[[ Document segment, beginning ]]

After six long years of legislative inaction on closing the Medicaid coverage gap, the Virginia legislature voted this week to expand Medicaid. This is a hard-fought win and a life-changing development for the people of Virginia, 400,000 of whom are on the verge of gaining access to affordable health coverage. And, since Virginia is the first state to expand Medicaid through regular legislative order since Trump was elected into office (in fact, it’s the first state to do so since Montana expanded back in 2015), it is an early indicator of a new wave of momentum towards closing the coverage gap in the holdout states. What can these remaining states learn from Virginia’s long and winding road to expansion?

First and foremost, elections matter.

In November, voters in Virginia turned their off-cycle election into a referendum in support of Medicaid. They surprised analysts by ousting over a dozen Republican incumbents in the Virginia House of Delegates who had been instrumental in blocking the state from closing the coverage gap. Although Republicans maintained a slim margin in both the state Senate and House, a number of GOP legislators decided they didn’t want to be next in line to lose their jobs over this issue, and dropped their opposition to expansion, creating a legislative path forward for expansion in Virginia.

[[ Document segment, end ]]
[[ Information supplied, beginning ]]

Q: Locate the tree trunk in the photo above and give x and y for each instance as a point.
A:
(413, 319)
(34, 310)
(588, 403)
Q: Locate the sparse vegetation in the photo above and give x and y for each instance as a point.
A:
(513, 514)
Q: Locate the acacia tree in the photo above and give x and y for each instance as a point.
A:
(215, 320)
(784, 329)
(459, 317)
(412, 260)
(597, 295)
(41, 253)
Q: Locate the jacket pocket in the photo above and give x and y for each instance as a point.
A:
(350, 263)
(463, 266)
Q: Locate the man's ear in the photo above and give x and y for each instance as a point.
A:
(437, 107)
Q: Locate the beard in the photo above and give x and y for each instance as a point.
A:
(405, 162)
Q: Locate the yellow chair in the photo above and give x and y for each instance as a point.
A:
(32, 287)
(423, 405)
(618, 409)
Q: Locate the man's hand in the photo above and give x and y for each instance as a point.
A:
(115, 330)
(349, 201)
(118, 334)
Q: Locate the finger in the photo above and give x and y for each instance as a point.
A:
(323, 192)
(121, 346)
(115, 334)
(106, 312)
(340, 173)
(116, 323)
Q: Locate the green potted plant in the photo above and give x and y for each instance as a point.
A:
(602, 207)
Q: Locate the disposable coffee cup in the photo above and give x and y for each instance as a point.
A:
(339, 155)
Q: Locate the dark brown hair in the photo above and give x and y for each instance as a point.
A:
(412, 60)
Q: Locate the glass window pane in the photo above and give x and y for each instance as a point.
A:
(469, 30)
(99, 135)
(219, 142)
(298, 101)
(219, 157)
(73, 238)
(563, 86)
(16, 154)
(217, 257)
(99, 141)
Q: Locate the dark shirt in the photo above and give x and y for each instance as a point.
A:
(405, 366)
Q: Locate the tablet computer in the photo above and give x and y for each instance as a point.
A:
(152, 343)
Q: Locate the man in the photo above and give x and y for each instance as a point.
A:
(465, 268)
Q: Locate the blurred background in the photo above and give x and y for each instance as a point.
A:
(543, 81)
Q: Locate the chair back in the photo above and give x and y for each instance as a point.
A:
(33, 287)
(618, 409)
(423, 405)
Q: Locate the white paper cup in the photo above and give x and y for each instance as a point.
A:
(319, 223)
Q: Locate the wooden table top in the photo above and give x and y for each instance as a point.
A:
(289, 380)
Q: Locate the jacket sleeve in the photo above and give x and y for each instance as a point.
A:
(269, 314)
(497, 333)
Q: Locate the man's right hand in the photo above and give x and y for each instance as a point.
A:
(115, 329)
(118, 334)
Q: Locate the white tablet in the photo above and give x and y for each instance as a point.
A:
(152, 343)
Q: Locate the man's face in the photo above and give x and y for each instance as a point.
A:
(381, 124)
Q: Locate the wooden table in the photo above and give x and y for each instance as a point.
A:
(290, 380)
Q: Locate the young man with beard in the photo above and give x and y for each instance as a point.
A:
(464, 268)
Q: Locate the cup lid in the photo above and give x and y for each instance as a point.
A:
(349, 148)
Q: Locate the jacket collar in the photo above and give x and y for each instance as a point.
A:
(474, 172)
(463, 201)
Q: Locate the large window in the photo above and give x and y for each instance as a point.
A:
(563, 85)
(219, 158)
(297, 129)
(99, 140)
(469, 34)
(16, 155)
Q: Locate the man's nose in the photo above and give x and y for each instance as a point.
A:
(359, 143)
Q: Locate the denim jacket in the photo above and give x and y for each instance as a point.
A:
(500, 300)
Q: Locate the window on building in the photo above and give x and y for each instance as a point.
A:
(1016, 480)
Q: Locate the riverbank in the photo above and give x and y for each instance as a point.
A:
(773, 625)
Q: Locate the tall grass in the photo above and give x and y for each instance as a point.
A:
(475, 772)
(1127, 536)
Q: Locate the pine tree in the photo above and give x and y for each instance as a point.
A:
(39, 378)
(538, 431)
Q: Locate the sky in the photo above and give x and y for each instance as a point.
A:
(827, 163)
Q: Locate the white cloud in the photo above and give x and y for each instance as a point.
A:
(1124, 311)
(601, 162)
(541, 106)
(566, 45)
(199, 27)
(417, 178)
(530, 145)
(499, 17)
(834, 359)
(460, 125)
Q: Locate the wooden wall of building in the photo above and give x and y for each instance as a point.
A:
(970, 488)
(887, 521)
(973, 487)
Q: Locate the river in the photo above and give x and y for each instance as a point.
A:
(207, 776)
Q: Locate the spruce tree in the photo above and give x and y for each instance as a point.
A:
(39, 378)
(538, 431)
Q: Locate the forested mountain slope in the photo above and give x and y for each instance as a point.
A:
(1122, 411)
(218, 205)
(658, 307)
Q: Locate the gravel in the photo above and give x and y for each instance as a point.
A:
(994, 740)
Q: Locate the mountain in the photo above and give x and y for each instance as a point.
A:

[[ Information supplied, end ]]

Continue the piece on Virginia's Medicaid expansion from the end of its last paragraph.

**Task result:**
Second, advocacy doesn’t always produce immediate results – but steady, smart base building over time makes a difference.

The Health Care for All Virginians coalition (HAV) had kept up a steady drumbeat about the urgency of expansion since 2014 – even when efforts to expand in the state seemed futile. This week’s win built on the foundation they laid over several years. For example, in February, a key delegate from Southwest Virginia, GOP Delegate Terry Kilgore, came out in favor of expansion and ultimately helped bring other Republicans along to move Medicaid expansion through the House. This pivotal moment in the campaign was made possible by years of organizing in his district, where HAV coalition member Virginia Organizing has had a chapter for 23 years. Their deep roots in the district allowed them to engage with Del. Kilgore over a closed in-district hospital over the past 3 years, and educate him about how Medicaid expansion could have helped that hospital. Since the 2017 elections, advocates in the state ramped up their activities in his district, organizing dozens of members calling into his office, placing five letters to the editor in his district, holding a vigil in district that generated earned media, and bringing his constituents to meet with him in Richmond. Del. Kilgore’s eventual support for expansion, and this week’s win, was a culmination of years’ worth of advocacy.

Finally, Medicaid’s star is rising.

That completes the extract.